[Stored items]
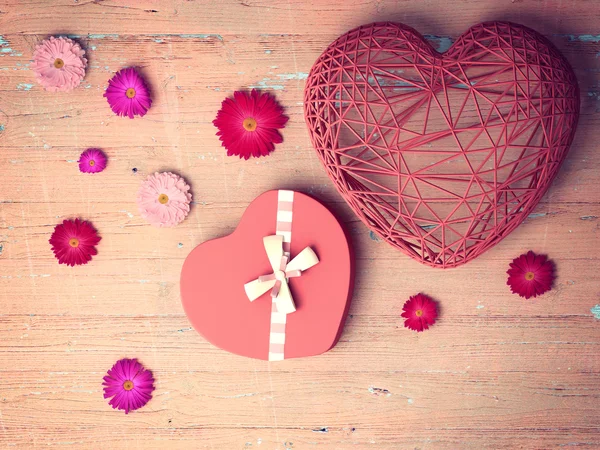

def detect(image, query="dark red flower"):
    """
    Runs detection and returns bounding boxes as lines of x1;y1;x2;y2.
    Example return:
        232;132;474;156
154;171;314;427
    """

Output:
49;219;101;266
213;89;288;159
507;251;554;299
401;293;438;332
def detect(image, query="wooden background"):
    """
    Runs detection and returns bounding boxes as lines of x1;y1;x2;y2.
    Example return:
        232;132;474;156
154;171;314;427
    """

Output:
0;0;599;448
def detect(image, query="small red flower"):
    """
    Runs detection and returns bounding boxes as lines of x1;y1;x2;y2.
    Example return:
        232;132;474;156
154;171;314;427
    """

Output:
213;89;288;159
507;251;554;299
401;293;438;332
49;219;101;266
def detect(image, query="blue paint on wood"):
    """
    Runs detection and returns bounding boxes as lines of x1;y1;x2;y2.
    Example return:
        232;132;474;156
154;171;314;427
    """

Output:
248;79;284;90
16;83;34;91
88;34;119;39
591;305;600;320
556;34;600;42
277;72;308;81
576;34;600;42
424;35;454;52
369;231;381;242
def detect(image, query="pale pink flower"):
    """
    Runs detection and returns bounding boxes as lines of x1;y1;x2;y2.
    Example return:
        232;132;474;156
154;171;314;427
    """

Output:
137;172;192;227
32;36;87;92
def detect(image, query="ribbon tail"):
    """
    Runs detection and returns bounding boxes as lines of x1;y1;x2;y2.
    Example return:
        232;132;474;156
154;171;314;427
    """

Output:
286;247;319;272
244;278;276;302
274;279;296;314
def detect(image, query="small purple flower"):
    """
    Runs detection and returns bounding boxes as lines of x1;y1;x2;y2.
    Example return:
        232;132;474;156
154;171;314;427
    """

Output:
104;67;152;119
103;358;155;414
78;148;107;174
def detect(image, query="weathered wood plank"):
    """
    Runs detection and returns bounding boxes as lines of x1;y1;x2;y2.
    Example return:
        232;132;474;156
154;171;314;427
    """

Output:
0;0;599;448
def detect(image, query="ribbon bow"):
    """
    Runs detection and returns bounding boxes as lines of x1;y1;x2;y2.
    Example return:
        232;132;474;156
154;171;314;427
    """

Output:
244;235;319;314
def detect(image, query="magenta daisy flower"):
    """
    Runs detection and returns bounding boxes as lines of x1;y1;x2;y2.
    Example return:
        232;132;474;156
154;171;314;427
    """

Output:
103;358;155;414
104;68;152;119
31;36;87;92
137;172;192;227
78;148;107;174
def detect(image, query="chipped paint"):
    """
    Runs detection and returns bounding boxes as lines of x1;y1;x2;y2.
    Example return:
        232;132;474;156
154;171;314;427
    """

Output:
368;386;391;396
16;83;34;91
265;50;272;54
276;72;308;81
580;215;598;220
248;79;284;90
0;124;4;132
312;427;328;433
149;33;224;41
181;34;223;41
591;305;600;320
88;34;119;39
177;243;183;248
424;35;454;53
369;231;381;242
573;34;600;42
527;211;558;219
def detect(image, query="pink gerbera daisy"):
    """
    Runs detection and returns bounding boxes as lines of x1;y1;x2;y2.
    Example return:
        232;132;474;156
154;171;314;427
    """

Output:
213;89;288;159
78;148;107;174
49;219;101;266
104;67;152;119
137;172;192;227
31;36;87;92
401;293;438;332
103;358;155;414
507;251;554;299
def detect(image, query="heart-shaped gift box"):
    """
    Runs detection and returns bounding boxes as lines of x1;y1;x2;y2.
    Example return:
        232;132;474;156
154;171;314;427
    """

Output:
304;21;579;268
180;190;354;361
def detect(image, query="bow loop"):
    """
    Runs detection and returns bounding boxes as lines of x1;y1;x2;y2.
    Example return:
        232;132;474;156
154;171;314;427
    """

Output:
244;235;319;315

==

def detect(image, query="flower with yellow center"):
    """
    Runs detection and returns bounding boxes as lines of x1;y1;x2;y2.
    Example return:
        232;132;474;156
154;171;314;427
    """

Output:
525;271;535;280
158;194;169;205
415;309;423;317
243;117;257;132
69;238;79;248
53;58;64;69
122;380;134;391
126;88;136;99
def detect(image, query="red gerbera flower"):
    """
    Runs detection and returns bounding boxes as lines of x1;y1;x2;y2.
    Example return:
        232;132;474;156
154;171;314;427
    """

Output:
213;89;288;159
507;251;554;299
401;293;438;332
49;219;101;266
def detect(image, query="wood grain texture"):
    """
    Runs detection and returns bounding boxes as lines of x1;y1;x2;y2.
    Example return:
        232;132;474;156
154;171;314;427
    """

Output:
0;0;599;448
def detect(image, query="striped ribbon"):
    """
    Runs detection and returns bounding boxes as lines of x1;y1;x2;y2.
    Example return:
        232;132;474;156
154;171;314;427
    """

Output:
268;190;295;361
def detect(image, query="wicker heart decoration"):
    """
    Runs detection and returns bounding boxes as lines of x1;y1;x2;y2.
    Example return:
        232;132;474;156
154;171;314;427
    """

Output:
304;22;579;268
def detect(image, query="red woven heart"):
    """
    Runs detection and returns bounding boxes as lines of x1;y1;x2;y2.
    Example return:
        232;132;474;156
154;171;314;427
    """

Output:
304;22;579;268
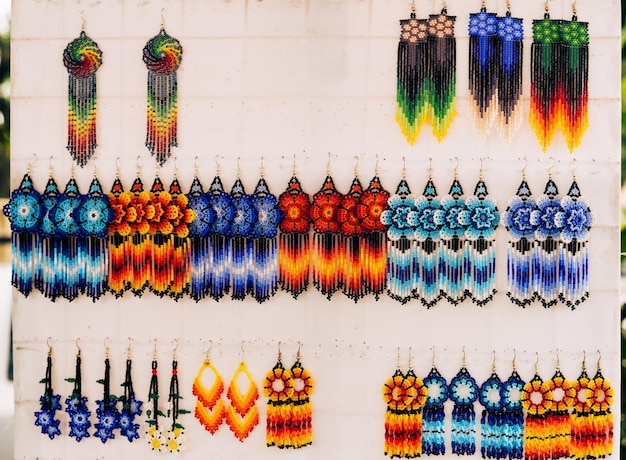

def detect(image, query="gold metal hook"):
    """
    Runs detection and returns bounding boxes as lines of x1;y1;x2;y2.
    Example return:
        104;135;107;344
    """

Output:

Your instructions: Write out each line above containing "heart".

Result:
def detect(image, query="heart-shaped gift box"):
def detect(image, query="wicker heart decoration"):
def detect(image, query="red woven heart"):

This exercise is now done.